=== Section Start ===
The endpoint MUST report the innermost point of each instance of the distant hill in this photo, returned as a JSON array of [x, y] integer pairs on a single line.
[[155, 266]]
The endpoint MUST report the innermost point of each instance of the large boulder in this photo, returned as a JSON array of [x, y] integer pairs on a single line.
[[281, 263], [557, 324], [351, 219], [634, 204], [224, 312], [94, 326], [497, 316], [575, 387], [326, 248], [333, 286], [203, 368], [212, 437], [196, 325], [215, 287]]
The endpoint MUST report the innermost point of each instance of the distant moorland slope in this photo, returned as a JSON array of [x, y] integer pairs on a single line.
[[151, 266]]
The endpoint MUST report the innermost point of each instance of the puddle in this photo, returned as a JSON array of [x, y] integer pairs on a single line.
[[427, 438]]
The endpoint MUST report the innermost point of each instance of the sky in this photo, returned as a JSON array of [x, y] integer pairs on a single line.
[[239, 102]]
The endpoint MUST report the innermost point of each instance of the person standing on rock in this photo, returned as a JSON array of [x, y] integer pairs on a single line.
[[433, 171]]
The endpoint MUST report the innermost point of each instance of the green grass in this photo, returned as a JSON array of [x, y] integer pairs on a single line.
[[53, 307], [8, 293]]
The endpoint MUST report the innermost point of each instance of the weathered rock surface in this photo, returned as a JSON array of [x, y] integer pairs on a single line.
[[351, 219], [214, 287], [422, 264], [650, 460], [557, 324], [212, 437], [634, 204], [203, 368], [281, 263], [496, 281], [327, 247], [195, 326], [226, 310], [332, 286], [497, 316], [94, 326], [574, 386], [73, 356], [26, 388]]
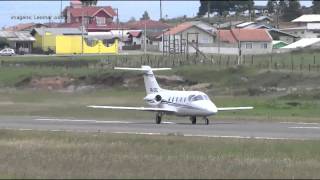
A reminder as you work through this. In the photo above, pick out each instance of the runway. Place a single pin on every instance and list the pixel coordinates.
(225, 129)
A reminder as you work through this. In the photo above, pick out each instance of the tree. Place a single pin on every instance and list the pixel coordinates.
(216, 6)
(132, 19)
(283, 5)
(293, 10)
(145, 16)
(3, 43)
(316, 6)
(89, 2)
(271, 5)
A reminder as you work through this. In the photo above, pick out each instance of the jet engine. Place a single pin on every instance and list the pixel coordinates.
(154, 99)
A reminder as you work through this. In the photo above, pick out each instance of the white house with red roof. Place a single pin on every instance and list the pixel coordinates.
(95, 18)
(246, 41)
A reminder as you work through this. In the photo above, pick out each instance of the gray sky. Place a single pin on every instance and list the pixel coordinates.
(36, 11)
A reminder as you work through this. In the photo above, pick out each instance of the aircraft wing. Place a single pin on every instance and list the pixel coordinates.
(233, 108)
(134, 108)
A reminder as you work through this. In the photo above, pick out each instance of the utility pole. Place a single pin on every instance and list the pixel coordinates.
(145, 37)
(82, 27)
(208, 6)
(61, 14)
(160, 10)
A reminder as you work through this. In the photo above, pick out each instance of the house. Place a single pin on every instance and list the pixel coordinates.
(187, 36)
(20, 41)
(45, 38)
(275, 33)
(264, 20)
(304, 43)
(307, 26)
(278, 44)
(133, 41)
(25, 27)
(247, 41)
(94, 18)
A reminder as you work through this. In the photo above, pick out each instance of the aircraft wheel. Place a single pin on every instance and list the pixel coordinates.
(158, 119)
(193, 119)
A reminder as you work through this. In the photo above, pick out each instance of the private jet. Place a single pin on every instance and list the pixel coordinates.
(191, 104)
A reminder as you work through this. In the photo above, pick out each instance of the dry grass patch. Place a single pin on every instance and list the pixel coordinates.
(36, 154)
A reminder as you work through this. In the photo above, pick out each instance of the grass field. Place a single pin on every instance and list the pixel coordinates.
(31, 154)
(63, 104)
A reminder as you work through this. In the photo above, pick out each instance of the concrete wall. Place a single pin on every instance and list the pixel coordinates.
(256, 47)
(72, 45)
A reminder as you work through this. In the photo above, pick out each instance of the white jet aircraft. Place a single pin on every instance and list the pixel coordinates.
(180, 103)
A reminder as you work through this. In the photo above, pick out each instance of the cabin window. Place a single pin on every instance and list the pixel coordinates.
(197, 98)
(264, 45)
(190, 97)
(249, 45)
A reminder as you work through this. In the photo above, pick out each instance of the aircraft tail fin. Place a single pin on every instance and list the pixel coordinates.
(150, 81)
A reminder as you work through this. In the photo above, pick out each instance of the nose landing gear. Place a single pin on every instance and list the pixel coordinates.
(158, 118)
(206, 120)
(193, 119)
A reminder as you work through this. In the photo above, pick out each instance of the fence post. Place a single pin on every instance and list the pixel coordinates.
(251, 59)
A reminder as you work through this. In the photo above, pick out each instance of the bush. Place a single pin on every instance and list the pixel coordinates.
(3, 43)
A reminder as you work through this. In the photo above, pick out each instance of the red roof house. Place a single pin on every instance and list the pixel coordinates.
(249, 35)
(95, 18)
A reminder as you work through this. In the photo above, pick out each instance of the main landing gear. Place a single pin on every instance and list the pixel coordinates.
(158, 118)
(193, 120)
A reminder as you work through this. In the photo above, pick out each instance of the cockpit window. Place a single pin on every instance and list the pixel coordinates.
(190, 97)
(197, 98)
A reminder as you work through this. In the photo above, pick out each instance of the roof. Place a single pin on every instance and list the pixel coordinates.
(90, 11)
(23, 26)
(150, 24)
(244, 24)
(106, 27)
(17, 36)
(135, 33)
(58, 31)
(252, 35)
(226, 36)
(261, 18)
(279, 42)
(304, 42)
(308, 18)
(179, 28)
(186, 25)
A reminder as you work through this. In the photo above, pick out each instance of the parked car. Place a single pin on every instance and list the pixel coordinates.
(7, 52)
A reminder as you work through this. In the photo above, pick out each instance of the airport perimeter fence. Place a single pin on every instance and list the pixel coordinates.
(288, 61)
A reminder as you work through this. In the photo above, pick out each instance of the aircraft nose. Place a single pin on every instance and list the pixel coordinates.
(212, 108)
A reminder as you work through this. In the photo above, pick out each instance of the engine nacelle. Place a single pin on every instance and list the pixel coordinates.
(153, 99)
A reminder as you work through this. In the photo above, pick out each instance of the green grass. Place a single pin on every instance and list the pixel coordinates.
(63, 104)
(35, 154)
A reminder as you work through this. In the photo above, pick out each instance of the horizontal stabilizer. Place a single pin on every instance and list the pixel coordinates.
(133, 108)
(233, 108)
(143, 68)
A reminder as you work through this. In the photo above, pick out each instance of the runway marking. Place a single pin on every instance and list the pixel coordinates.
(80, 120)
(304, 127)
(167, 122)
(301, 123)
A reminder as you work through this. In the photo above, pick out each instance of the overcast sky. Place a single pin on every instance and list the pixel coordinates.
(37, 10)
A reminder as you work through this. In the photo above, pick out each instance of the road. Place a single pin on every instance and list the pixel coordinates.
(226, 129)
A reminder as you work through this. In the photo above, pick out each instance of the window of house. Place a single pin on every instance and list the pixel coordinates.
(101, 20)
(264, 45)
(249, 45)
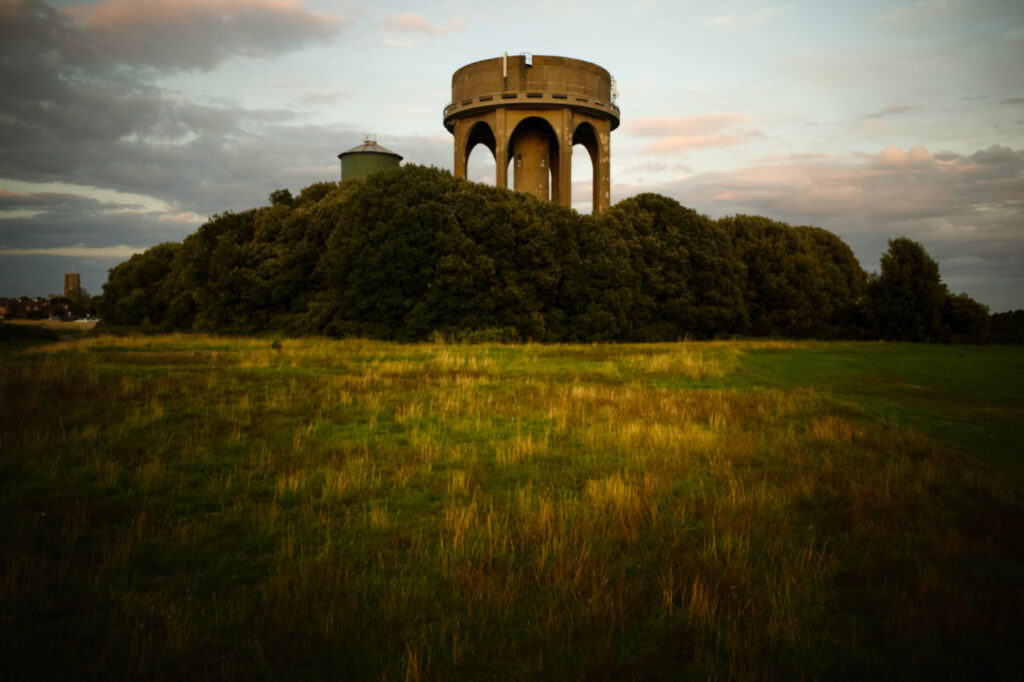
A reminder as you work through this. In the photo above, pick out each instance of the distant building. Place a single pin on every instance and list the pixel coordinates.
(366, 159)
(73, 284)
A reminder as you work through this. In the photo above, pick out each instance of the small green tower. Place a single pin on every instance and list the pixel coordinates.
(368, 158)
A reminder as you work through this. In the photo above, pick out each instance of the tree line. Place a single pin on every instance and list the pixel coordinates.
(413, 253)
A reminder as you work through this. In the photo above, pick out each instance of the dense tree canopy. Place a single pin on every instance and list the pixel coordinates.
(413, 252)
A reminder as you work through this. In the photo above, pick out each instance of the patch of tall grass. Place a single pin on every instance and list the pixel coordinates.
(190, 506)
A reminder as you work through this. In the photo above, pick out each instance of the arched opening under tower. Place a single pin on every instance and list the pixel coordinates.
(585, 166)
(534, 153)
(480, 162)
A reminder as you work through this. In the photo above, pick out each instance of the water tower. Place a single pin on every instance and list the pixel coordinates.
(368, 158)
(531, 110)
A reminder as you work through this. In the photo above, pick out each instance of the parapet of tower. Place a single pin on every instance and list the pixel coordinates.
(532, 110)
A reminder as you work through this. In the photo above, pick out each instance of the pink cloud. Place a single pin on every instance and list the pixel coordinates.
(200, 34)
(416, 23)
(683, 126)
(670, 144)
(895, 157)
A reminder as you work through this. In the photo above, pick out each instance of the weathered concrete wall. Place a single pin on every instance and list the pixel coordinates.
(534, 115)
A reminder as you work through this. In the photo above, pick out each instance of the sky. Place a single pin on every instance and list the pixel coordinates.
(127, 123)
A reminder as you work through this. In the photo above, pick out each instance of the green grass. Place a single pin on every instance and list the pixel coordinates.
(190, 507)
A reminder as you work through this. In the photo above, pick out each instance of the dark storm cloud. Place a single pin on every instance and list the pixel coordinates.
(201, 34)
(77, 104)
(90, 228)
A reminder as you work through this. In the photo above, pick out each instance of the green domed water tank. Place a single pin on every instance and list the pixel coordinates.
(368, 158)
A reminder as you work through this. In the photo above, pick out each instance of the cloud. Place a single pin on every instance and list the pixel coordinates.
(895, 157)
(682, 126)
(119, 252)
(415, 23)
(748, 20)
(889, 111)
(678, 143)
(200, 34)
(689, 132)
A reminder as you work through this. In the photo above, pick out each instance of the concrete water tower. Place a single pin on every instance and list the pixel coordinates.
(530, 110)
(368, 158)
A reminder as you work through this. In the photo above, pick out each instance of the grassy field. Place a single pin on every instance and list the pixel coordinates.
(188, 507)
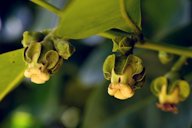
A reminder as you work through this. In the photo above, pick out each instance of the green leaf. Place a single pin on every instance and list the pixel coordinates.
(159, 24)
(184, 88)
(157, 85)
(108, 65)
(12, 67)
(83, 18)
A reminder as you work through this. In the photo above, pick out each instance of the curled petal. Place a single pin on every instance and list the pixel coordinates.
(120, 91)
(36, 74)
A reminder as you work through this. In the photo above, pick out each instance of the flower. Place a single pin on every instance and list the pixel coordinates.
(170, 95)
(36, 74)
(44, 55)
(126, 75)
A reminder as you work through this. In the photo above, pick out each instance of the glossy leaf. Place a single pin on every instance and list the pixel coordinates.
(184, 88)
(12, 67)
(83, 18)
(177, 14)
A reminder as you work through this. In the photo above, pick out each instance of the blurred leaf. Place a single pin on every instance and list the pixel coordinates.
(83, 18)
(91, 70)
(176, 13)
(104, 111)
(12, 67)
(181, 36)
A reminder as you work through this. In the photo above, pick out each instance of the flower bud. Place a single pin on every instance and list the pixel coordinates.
(45, 57)
(169, 95)
(164, 57)
(125, 73)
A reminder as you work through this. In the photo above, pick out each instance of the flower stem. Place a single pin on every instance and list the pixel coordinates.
(177, 50)
(126, 17)
(47, 6)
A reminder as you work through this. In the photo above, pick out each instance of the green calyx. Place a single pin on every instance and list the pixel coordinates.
(44, 57)
(123, 44)
(182, 85)
(165, 57)
(123, 71)
(170, 93)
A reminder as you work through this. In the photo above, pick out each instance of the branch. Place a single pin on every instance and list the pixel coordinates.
(177, 50)
(47, 6)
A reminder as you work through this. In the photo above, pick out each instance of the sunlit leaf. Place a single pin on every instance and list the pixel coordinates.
(12, 67)
(83, 18)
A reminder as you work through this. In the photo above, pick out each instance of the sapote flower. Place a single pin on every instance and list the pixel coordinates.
(45, 57)
(126, 74)
(169, 95)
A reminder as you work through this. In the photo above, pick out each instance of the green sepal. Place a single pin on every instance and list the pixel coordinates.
(122, 45)
(57, 66)
(51, 58)
(165, 57)
(32, 53)
(184, 88)
(139, 84)
(64, 48)
(108, 66)
(31, 37)
(136, 64)
(157, 84)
=== Section End ===
- [EXERCISE OBJECTIVE]
Take the line holding "the green sepal." and all lines after it through the end of the data, and set them down exactly.

- [TASK OUTPUT]
A reminder as you work through this. In the photo above, pick out each instance of the green sepal. Place a single pin on every instance and list the pixel coordinates.
(122, 45)
(57, 66)
(51, 58)
(165, 57)
(32, 53)
(184, 88)
(139, 84)
(64, 48)
(108, 66)
(31, 37)
(136, 64)
(157, 84)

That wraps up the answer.